■ MATERIALS PROVIDED:
:::

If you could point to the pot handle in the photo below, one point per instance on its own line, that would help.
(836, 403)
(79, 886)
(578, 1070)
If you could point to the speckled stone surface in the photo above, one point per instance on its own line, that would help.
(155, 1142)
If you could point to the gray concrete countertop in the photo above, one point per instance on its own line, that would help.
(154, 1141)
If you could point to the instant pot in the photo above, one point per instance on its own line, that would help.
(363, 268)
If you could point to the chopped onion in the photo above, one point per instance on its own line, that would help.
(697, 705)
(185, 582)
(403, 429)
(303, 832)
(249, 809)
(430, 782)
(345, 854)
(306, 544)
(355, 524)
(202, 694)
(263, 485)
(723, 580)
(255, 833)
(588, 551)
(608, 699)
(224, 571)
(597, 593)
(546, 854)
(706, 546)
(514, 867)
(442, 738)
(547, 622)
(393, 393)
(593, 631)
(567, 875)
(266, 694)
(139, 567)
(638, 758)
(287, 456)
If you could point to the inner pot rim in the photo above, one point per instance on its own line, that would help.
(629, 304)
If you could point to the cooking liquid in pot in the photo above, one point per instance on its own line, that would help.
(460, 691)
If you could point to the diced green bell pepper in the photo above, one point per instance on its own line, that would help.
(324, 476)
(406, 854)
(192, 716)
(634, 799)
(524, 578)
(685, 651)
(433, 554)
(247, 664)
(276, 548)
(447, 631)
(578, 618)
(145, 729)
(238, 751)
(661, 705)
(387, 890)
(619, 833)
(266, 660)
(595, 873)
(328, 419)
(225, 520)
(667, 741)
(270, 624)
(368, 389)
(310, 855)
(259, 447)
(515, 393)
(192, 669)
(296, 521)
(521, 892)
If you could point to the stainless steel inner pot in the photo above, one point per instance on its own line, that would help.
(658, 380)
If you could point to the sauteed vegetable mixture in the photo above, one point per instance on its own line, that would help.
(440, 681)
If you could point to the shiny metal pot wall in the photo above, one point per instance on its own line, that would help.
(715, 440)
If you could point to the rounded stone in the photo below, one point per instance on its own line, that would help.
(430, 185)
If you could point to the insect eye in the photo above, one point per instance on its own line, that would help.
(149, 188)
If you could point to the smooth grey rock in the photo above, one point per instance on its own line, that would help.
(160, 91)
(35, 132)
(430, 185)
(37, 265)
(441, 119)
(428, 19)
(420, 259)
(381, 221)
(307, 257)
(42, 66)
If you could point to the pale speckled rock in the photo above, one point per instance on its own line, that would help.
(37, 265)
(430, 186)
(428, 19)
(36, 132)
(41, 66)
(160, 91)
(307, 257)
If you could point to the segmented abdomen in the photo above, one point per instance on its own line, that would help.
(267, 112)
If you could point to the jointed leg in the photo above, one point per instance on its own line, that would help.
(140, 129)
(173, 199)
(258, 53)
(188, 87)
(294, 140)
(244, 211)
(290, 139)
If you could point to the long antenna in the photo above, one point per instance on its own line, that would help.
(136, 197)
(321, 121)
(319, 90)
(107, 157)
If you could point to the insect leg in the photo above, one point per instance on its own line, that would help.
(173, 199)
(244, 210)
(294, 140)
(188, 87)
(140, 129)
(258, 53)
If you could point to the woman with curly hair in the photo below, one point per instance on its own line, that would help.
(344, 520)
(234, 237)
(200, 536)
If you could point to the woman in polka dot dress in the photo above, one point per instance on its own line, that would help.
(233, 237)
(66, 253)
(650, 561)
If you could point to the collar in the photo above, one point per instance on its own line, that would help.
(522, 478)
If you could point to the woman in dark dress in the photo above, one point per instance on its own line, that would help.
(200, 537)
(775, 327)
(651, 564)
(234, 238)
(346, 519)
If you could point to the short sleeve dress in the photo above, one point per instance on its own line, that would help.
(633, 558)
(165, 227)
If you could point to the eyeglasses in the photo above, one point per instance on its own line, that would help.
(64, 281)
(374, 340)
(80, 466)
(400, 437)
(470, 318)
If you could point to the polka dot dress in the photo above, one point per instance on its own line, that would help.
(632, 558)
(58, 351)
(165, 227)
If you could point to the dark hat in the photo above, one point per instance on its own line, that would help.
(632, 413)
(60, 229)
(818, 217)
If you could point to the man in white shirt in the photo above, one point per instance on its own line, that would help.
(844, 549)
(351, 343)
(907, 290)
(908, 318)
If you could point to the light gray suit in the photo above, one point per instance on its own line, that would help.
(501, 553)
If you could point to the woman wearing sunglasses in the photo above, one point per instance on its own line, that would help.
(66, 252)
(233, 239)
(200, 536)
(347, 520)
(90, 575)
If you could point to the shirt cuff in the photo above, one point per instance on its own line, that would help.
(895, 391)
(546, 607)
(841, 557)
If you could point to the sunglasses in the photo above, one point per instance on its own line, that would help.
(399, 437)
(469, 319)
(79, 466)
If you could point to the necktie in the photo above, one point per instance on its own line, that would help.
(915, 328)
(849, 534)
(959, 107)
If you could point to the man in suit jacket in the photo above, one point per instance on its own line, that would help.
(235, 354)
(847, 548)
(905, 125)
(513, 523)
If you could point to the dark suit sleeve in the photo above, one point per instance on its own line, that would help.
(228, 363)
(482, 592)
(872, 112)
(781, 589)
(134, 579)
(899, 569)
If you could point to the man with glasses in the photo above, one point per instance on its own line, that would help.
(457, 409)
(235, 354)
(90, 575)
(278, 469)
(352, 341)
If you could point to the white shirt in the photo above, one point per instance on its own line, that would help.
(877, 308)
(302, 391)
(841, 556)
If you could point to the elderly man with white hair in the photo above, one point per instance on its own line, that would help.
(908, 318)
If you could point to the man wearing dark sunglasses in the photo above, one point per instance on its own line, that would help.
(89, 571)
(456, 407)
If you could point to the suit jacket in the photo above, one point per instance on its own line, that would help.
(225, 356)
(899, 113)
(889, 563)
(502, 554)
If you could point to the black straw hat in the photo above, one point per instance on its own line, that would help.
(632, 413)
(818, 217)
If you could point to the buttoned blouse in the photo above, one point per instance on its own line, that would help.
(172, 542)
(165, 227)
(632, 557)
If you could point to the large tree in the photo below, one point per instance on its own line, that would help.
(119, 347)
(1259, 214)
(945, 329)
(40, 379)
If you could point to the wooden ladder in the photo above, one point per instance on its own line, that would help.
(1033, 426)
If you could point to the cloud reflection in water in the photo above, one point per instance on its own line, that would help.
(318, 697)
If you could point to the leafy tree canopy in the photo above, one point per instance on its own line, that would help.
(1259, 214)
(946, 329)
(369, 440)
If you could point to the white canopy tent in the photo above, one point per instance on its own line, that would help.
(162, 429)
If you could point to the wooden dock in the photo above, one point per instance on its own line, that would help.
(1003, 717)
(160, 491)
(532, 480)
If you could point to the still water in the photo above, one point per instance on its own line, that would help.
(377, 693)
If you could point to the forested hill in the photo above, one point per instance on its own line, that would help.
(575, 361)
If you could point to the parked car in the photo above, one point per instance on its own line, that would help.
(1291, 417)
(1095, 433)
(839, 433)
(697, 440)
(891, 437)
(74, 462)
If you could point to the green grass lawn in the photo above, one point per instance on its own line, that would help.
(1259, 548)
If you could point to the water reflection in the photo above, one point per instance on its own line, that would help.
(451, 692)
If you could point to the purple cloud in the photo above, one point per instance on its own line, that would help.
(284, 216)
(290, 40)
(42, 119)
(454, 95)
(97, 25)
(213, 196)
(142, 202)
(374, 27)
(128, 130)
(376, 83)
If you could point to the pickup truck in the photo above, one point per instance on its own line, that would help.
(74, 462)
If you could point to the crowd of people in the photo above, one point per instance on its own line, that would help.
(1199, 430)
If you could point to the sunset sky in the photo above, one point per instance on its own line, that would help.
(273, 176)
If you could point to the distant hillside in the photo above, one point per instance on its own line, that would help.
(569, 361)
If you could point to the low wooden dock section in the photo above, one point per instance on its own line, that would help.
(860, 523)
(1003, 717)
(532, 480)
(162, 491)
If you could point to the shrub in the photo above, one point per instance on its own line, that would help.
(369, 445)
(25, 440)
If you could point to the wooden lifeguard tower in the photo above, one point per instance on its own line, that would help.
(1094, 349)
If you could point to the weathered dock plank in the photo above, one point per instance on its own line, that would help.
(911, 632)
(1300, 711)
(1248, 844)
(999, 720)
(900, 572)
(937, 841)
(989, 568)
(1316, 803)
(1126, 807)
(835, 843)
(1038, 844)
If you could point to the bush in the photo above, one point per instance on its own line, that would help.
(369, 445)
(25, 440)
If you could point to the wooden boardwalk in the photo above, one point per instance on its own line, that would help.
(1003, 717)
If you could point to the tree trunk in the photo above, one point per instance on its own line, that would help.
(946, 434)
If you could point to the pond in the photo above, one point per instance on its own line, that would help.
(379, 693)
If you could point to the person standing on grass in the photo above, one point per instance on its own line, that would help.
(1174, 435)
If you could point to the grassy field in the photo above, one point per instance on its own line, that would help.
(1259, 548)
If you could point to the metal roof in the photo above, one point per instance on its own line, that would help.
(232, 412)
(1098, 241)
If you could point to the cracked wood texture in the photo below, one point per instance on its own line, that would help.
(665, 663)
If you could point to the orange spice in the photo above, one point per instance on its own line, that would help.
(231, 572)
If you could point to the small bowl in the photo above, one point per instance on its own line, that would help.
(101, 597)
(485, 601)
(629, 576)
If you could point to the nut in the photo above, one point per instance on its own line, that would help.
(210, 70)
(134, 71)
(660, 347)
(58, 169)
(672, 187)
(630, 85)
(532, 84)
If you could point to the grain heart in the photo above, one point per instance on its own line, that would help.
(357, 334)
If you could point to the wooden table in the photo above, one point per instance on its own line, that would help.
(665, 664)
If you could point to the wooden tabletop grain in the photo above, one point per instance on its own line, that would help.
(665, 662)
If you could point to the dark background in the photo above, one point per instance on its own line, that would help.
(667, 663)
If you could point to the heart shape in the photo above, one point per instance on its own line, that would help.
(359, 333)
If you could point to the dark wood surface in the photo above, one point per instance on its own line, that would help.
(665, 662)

:::

■ REQUIRED ACTION:
Starting from the line that contains "If you could point to the heart", give again every line to the last line of the data, exactly. Include nothing else.

■ RESPONSE AREA:
If you could point to the heart shape in the photo above, one point per instance on its own line, that would help.
(359, 333)
If you could point to the dark wood surface in the photo above, one point per instance on its own line, that would help.
(665, 662)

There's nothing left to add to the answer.